Passage for review section start
Skip to main content

WordLlama Embedding Utility

Project description

WordLlama

WordLlama is a fast, lightweight NLP toolkit that handles tasks like fuzzy-deduplication, similarity and ranking with minimal inference-time dependencies and optimized for CPU hardware.

Word Llama

Table of Contents

Quick Start

Install:

pip install wordllama

Load the 256-dim model.

from wordllama import WordLlama

# Load the default WordLlama model
wl = WordLlama.load()

# Calculate similarity between two sentences
similarity_score = wl.similarity("i went to the car", "i went to the pawn shop")
print(similarity_score)  # Output: 0.06641249096796882

# Rank documents based on their similarity to a query
query = "i went to the car"
candidates = ["i went to the park", "i went to the shop", "i went to the truck", "i went to the vehicle"]
ranked_docs = wl.rank(query, candidates)
print(ranked_docs)
# Output:
# [
#   ('i went to the vehicle', 0.7441646856486314),
#   ('i went to the truck', 0.2832691551894259),
#   ('i went to the shop', 0.19732814982305436),
#   ('i went to the park', 0.15101404519322253)
# ]

# additional inference methods
wl.deduplicate(candidates, threshold=0.8) # fuzzy deduplication
wl.cluster(docs, k=5, max_iterations=100, tolerance=1e-4) # labels using kmeans/kmeans++ init
wl.filter(query, candidates, threshold=0.3) # filter candidates based on query
wl.topk(query, candidates, k=3) # return topk strings based on query

What is it?

WordLlama is a utility for NLP and word embedding model that recycles components from large language models (LLMs) to create efficient and compact word representations (such as GloVe, Word2Vec or FastText). WordLlama begins by extracting the token embedding codebook from a state-of-the-art LLM (e.g., LLama3 70B), and training a small context-less model in a general purpose embedding framework.

WordLlama improves on all MTEB benchmarks above word models like GloVe 300d, while being substantially smaller in size (16MB default model @ 256-dim vs >2GB).

Features of WordLlama include:

  1. Matryoshka Representations: Truncate embedding dimension as needed.
  2. Low Resource Requirements: A simple token lookup with average pooling, enables this to operate fast on CPU.
  3. Binarization: Models trained using the straight through estimator can be packed to small integer arrays for even faster hamming distance calculations.
  4. Numpy-only inference: Lightweight and simple.

For flexibility, WordLlama employs the Matryoshka representation learning training technique. The largest model (1024-dim) can be truncated to 64, 128, 256 or 512. For binary embedding models, we implement straight-through estimators during training. For dense embeddings, 256 dimensions sufficiently captures most of the performance, while for binary embeddings validation accuracy is close to saturation at 512-dimensions (64 bytes packed).
Passage for review section end
* Problems to work on
a) Answer these questions from the WordLlama description, labeling each answer to match:
(i) What command installs WordLlama?
(ii) How large is the default model, and how many dimensions does it have?
(iii) For binary embeddings, at what dimension is validation accuracy close to saturation?
b) Summarize the WordLlama description in two sentences.
Nothing here requires the rows that come after the WordLlama description.
Entries provided section start
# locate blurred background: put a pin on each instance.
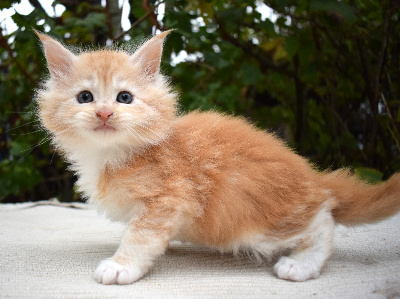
(322, 74)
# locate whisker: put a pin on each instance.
(28, 123)
(43, 141)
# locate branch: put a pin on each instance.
(254, 51)
(138, 21)
(4, 44)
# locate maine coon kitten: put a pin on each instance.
(206, 178)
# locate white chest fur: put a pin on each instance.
(89, 166)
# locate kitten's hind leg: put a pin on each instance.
(311, 252)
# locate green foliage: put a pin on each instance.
(323, 76)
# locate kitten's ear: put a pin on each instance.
(59, 59)
(149, 55)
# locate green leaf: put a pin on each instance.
(335, 7)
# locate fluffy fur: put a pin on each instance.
(206, 178)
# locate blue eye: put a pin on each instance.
(124, 97)
(85, 97)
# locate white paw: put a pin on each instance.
(109, 272)
(290, 269)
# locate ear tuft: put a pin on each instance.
(59, 59)
(149, 54)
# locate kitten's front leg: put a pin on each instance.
(145, 239)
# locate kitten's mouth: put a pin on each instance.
(104, 128)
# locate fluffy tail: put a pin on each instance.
(358, 202)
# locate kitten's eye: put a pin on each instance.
(124, 97)
(85, 97)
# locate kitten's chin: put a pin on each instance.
(104, 128)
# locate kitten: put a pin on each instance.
(206, 178)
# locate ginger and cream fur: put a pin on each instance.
(205, 178)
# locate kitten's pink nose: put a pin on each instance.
(104, 114)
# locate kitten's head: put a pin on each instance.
(105, 98)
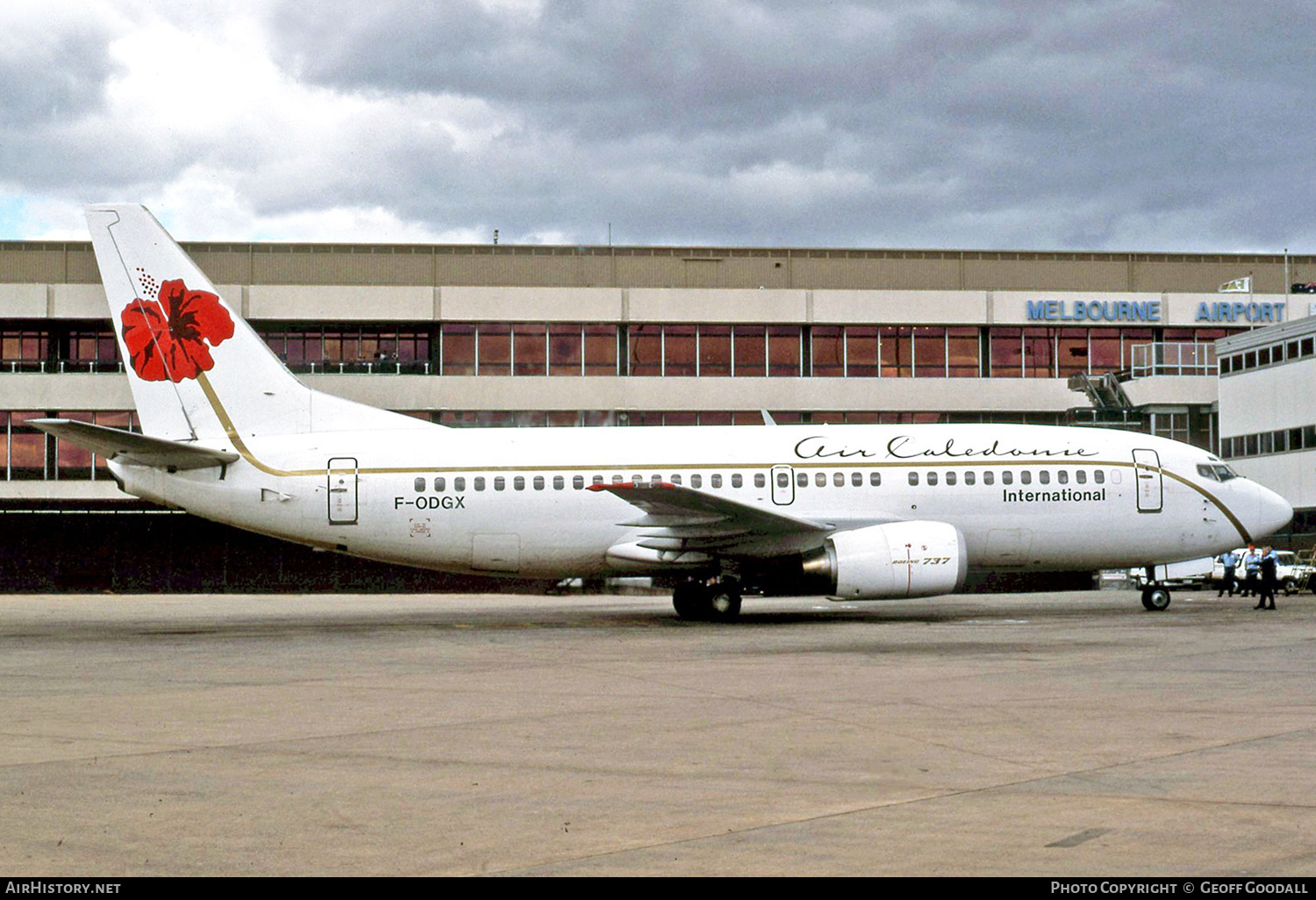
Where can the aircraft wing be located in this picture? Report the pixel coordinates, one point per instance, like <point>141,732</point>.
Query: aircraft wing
<point>126,446</point>
<point>683,520</point>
Entries provided section end
* Expected responses
a)
(i) pip install wordllama
(ii) The default model is 16MB and has 256 dimensions.
(iii) 512 dimensions (64 bytes packed)

b) WordLlama is a fast, lightweight NLP toolkit optimized for CPU hardware that handles tasks such as fuzzy deduplication, similarity and ranking, and it builds compact word representations by extracting the token embedding codebook from a large language model and training a small context-less model. It improves on all MTEB benchmarks over word models like GloVe 300d while being substantially smaller, and its features include Matryoshka representations, low resource requirements, binarization and NumPy-only inference.